> _Extracted text_:
Begin

Skip to contents

Implements the main NN2Poly algorithm to obtain a polynomial representation of a trained neural network using its weights and Taylor expansion of its activation functions.

Usage

nn2poly(
  object,
  max_order = 2,
  keep_layers = FALSE,
  taylor_orders = 8,
  ...,
  all_partitions = NULL
)

Arguments

object

An object for which the computation of the NN2Poly algorithm is desired. Currently supports models from the following deep learning frameworks:

  • tensorflow/keras models built as a sequential model.

  • torch/luz models built as a sequential model.

It also supports a named list as input which allows to introduce by hand a model from any other source. This list should be of length L (number of hidden layers + 1) containing the weights matrix for each layer. Each element of the list should be named as the activation function used at each layer. Currently supported activation functions are "tanh", "softplus", "sigmoid" and "linear".

At any layer \(l\), the expected shape of such matrices is of the form \((h_{(l-1)} + 1)*(h_l)\), that is, the number of rows is the number of neurons in the previous layer plus the bias vector, and the number of columns is the number of neurons in the current layer L. Therefore, each column corresponds to the weight vector affecting each neuron in that layer. The bias vector should be in the first row.

max_order

integer that determines the maximum order that will be forced in the final polynomial, discarding terms of higher order that would naturally arise when considering all Taylor expansions allowed by taylor_orders.

keep_layers

Boolean that determines if all polynomials computed in the internal layers have to be stored and given in the output (TRUE), or if only the polynomials from the last layer are needed (FALSE). Default set to FALSE.

taylor_orders

integer or vector of length L that sets the degree at which Taylor expansion is truncated at each layer. If a single value is used, that value is set for each non linear layer and 1 for linear at each layer activation function. Default set to 8.

...

Ignored.

all_partitions

Optional argument containing the needed multipartitions as list of lists of lists. If set to NULL, nn2poly will compute said multipartitions. This step can be computationally expensive when the chosen polynomial order or the dimension are too high. In such cases, it is encouraged that the multipartitions are stored and reused when possible. Default set to NULL.

Value

Returns an object of class nn2poly.

If keep_layers = FALSE (default case), it returns a list with two items:

  • An item named labels that is a list of integer vectors. Those vectors represent each monomial in the polynomial, where each integer in the vector represents each time one of the original variables appears in that term. As an example, vector c(1,1,2) represents the term \(x_1^2x_2\). Note that the variables are numbered from 1 to p, with the intercept is represented by zero.

End

> _Short problem A_:
Copy the passage of the nn2poly documentation starting with "Implements the main" and going on through "its activation functions.", swapping "trained" for "fitted".

> _Collected data entries_:
Begin

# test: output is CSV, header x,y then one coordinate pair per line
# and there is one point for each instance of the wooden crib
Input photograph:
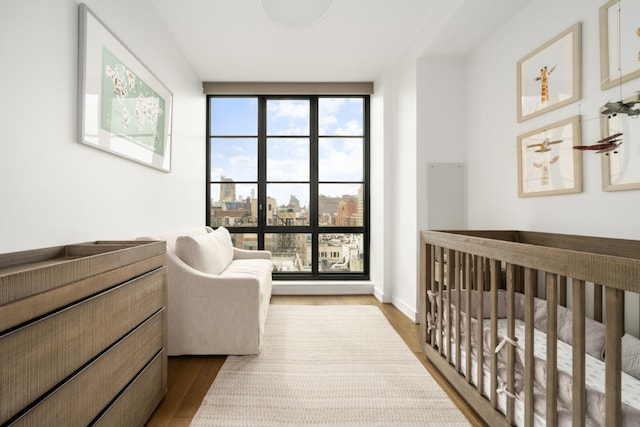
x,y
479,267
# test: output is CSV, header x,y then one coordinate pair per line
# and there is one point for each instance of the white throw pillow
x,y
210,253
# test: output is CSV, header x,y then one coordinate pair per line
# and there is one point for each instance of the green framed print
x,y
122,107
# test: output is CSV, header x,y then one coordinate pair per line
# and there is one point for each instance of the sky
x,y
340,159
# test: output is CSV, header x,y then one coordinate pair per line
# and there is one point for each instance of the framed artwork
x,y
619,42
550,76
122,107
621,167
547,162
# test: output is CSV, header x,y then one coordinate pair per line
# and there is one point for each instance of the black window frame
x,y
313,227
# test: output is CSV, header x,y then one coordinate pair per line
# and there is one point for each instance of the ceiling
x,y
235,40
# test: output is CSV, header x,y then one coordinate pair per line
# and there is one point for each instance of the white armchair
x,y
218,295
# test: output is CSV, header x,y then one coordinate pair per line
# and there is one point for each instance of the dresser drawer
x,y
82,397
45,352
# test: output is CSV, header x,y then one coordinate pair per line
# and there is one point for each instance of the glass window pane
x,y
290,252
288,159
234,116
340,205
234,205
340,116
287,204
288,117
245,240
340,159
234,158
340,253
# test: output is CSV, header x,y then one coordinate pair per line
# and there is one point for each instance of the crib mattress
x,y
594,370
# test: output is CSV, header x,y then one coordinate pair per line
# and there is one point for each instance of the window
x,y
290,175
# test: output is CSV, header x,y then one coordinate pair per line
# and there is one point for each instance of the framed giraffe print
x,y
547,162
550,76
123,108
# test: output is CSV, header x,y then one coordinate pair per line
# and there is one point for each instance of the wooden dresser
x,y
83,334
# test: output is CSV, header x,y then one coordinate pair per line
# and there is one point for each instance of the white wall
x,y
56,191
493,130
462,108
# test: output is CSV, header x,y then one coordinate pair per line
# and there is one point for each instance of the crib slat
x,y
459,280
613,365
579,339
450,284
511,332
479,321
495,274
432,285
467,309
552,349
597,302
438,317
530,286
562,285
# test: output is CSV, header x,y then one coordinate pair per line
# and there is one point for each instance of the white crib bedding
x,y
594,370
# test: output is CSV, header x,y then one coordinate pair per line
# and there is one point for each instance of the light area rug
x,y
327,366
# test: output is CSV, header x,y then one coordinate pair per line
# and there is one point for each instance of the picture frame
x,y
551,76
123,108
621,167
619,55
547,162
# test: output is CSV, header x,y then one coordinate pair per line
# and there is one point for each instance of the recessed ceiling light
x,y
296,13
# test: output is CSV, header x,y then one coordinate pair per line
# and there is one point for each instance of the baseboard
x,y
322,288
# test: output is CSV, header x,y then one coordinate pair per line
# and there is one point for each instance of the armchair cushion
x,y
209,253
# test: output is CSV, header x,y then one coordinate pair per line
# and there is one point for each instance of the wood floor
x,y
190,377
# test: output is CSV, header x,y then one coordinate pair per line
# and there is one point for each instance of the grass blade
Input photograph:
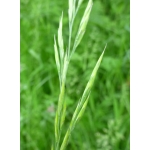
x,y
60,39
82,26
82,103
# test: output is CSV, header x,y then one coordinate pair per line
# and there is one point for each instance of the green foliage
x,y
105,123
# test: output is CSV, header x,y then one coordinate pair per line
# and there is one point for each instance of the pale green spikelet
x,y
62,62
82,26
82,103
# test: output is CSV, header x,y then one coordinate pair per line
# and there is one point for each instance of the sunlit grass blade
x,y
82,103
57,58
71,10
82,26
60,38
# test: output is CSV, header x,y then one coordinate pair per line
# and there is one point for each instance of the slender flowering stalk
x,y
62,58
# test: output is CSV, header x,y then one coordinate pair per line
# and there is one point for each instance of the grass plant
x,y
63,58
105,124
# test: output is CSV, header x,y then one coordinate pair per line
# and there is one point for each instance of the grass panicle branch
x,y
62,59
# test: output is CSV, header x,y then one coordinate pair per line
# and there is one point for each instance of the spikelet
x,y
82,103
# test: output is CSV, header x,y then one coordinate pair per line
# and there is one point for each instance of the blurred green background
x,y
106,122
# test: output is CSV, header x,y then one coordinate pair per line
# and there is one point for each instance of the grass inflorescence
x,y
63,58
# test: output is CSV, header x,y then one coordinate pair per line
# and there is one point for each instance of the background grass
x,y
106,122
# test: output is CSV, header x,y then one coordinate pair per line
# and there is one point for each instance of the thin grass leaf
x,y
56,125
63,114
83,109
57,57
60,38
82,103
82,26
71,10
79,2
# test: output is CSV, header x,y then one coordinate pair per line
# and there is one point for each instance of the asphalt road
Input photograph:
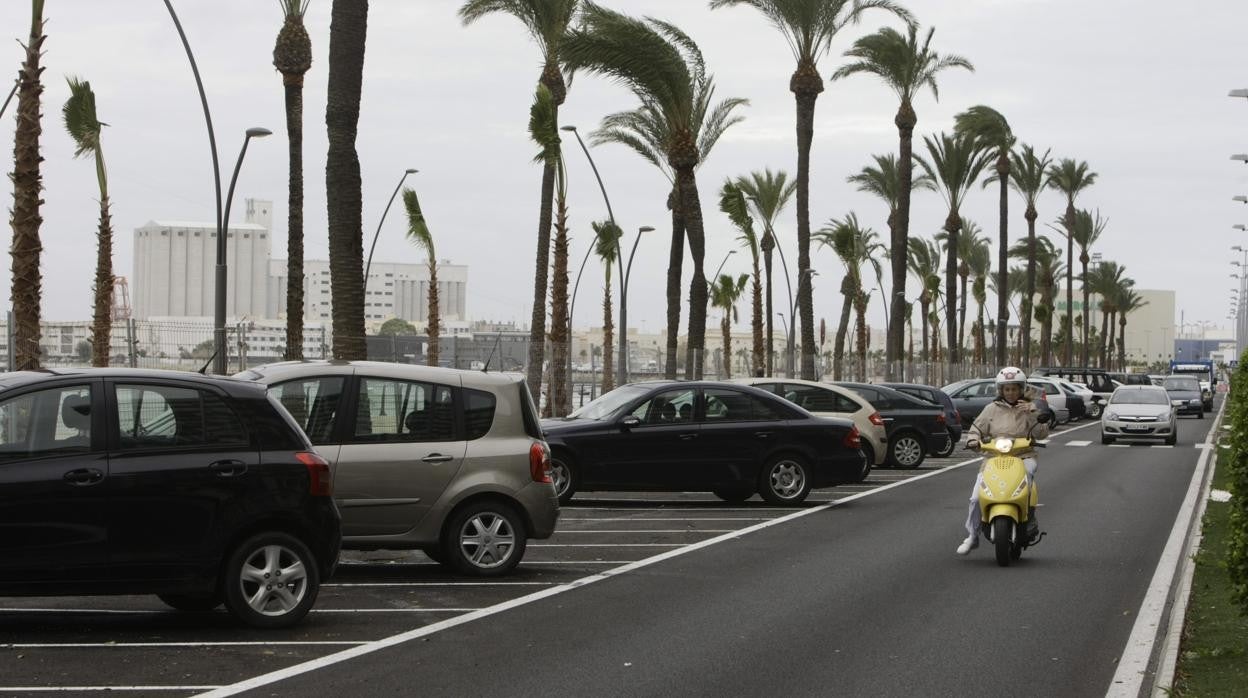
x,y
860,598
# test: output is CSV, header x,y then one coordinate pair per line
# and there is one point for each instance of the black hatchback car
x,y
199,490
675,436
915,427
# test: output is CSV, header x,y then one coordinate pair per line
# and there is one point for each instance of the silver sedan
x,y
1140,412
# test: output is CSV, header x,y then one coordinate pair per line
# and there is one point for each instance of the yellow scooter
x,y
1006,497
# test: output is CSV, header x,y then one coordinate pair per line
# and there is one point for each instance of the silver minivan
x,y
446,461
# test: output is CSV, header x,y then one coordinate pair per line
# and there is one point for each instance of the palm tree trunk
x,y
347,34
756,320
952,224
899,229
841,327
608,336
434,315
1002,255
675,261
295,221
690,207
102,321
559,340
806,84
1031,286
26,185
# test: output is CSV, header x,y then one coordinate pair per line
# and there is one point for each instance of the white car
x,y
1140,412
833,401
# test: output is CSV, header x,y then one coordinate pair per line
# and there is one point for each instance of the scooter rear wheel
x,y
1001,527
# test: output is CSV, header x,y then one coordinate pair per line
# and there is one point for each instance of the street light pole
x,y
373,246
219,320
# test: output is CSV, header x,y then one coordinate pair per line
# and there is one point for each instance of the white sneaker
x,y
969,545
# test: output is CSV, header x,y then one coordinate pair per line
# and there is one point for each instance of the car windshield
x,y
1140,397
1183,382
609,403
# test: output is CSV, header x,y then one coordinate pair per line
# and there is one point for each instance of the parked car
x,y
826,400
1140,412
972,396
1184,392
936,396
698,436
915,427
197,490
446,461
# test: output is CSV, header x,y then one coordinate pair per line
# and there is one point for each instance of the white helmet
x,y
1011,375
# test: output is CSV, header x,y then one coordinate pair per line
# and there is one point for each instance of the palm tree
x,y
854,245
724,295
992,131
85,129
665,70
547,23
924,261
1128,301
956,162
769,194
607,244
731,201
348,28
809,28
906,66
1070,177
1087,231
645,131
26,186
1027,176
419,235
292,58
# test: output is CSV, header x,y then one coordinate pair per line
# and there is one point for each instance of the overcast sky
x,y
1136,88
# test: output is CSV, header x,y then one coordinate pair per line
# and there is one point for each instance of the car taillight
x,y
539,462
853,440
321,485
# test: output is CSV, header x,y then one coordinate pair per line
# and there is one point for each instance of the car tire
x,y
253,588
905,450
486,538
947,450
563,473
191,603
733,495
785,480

End

> _Short problem B_:
How many lines of the records contain the string "window"? Reply with the number alone.

> _Complete response A_:
Implements the main NN2Poly algorithm to obtain a polynomial representation of a fitted neural network using its weights and Taylor expansion of its activation functions.

> _Complete response B_:
3